- _Document section_
☆ ☆ ☆ ☆ ☆

The liver, kidneys, spleen, and heart are the organs that have the highest concentration of PS following intravenous injection. These organs have a high blood supply and perforated capillaries, which increase the amount of light that can pass through them [48]. It was reported that PS is moving from its usual location in the brain to various organs and tissues, including the lungs, intestines, stomach, and skin. Muscles show a minuscule accumulation of PS compared to other tissue types [49]. The chemical makeup of the medication dictates the procedures that must be carried out to rid the patient’s body of the PS. Generally, the hydrophobic phospholipids are eliminated through the faeces and bile, while the hydrophilic phospholipids are eliminated through the urine. The accumulation of PS is more likely to occur in tumour tissues due to their greater propensity [49].

☆ ☆ ☆ ☆ ☆

Referring expression data:

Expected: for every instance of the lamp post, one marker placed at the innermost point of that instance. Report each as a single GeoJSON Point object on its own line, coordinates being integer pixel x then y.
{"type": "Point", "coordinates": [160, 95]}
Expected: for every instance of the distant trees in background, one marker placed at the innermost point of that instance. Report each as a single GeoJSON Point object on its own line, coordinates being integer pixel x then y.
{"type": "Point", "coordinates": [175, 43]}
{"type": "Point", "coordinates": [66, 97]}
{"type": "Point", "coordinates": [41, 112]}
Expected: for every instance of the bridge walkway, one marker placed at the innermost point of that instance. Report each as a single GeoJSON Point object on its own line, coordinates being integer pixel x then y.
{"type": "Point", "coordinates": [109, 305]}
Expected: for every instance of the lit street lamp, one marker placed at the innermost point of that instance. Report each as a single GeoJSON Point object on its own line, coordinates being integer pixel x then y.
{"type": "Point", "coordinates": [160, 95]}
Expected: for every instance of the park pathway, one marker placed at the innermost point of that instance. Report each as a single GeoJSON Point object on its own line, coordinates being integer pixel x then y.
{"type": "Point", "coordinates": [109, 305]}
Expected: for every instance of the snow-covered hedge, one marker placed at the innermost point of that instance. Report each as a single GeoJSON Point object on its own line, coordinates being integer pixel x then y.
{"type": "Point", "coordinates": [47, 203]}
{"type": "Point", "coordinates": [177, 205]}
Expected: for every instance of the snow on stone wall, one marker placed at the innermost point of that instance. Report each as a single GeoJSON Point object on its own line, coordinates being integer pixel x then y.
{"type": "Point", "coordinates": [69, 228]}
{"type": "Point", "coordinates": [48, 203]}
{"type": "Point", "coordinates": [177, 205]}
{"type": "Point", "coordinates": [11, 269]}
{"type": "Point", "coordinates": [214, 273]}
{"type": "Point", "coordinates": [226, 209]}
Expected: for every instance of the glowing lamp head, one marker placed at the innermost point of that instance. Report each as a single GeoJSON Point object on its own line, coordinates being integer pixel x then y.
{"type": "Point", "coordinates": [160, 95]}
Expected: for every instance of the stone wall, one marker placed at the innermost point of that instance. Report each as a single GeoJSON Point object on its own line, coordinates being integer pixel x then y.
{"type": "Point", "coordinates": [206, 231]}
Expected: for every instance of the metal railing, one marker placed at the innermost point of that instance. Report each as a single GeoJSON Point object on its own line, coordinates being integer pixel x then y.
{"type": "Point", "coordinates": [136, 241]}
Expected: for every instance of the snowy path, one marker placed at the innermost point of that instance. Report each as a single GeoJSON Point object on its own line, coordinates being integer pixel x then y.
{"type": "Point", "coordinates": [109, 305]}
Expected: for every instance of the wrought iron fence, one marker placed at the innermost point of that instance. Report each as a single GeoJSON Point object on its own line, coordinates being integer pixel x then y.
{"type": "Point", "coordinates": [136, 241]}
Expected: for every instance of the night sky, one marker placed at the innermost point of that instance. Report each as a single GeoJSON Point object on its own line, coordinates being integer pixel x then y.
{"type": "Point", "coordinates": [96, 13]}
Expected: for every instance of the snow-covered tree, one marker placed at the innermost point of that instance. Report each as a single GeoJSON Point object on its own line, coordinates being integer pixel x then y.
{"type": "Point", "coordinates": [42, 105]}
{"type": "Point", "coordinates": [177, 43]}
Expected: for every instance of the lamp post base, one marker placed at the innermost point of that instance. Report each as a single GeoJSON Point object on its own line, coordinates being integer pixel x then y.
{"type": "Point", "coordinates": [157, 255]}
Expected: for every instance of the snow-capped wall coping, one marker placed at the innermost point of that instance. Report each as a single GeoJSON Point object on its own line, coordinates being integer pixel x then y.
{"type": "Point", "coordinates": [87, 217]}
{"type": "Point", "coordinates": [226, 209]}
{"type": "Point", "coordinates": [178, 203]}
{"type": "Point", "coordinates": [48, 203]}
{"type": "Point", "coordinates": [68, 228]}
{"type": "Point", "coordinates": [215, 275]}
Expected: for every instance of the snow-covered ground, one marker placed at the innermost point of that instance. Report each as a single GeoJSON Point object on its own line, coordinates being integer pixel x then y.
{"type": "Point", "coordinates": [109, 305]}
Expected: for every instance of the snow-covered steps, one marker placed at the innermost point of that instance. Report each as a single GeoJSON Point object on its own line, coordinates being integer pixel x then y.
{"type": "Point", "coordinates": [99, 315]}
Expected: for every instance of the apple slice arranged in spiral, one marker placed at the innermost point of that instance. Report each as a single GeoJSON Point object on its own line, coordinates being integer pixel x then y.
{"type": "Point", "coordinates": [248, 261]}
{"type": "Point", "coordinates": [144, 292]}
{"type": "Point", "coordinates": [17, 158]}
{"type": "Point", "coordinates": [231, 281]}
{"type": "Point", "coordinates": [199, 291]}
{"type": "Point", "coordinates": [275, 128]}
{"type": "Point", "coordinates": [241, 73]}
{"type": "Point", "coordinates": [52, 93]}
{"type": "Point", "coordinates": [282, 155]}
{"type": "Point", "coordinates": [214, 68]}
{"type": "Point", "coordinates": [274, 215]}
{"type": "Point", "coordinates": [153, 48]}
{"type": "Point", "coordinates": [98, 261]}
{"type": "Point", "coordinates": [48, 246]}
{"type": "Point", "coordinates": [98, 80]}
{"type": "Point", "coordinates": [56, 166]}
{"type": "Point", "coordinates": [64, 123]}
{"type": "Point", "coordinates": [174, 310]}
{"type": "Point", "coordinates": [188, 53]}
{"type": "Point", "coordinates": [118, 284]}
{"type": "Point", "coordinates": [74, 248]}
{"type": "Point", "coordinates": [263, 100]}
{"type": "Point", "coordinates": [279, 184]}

☆ ☆ ☆ ☆ ☆

- _Exercise_
According to the passage on PS distribution, how are hydrophobic phospholipids eliminated from the body?

- _Result of the task_
Through the faeces and bile.